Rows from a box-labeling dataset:

========

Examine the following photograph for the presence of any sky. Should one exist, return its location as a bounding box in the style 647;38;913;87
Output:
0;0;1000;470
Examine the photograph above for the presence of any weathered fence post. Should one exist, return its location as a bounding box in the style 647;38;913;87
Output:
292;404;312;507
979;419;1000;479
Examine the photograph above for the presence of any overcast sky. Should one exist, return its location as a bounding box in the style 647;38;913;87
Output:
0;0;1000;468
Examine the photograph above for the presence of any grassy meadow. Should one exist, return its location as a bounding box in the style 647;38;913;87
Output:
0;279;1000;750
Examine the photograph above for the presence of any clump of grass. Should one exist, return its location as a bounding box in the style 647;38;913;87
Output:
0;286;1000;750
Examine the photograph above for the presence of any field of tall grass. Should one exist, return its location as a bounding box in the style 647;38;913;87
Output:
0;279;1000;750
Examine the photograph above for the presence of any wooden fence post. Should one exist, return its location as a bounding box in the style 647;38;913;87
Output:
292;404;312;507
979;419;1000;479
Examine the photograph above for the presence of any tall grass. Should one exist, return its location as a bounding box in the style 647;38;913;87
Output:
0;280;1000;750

========

-- Direction --
Copy every line of the items above, requests included, and multiply each box coordinate in the answers by 2.6, rounding to whole numbers with halves going up. Leave the requests and their sample format untouched.

-- Correct result --
Examine the following photograph for the presence of any sky. Should one exist, return its location as a bounding box in the style 647;38;913;87
Output:
0;0;2600;1222
Examine the photograph above for the presence of any weathered fence post. Should one exist, return its location as a bounding box in the style 647;38;913;87
Output:
759;1050;811;1318
2545;1089;2600;1245
Examine the photograph above for the presence of any overcast sky. Should one exist, return its location as a bounding box in the style 647;38;913;87
Output:
0;0;2600;1217
Examine the photograph above for the presence of any grassy meadow. Should one exist, return its location as a bounding box in the style 647;38;913;87
Output:
0;725;2600;1950
Examine the photograph above for the presence of any clump of grass. Should one exist, return its location as a bounding box in the style 647;38;913;87
Output:
0;744;2600;1950
Examine the photograph above for the presence of any field of tall grass. Should one exist, return its location as a bounding box in the style 647;38;913;87
Output:
0;725;2600;1950
Examine the photograph above for the presence of any wooden fence post. Should one exist, return its location as a bounding box in the style 647;38;913;87
Output:
759;1050;811;1318
2545;1089;2600;1245
Examine the photograph above for the presence of any tall grass. Should one exist, return its location as a bounding box in the style 647;38;913;87
Output:
0;728;2600;1950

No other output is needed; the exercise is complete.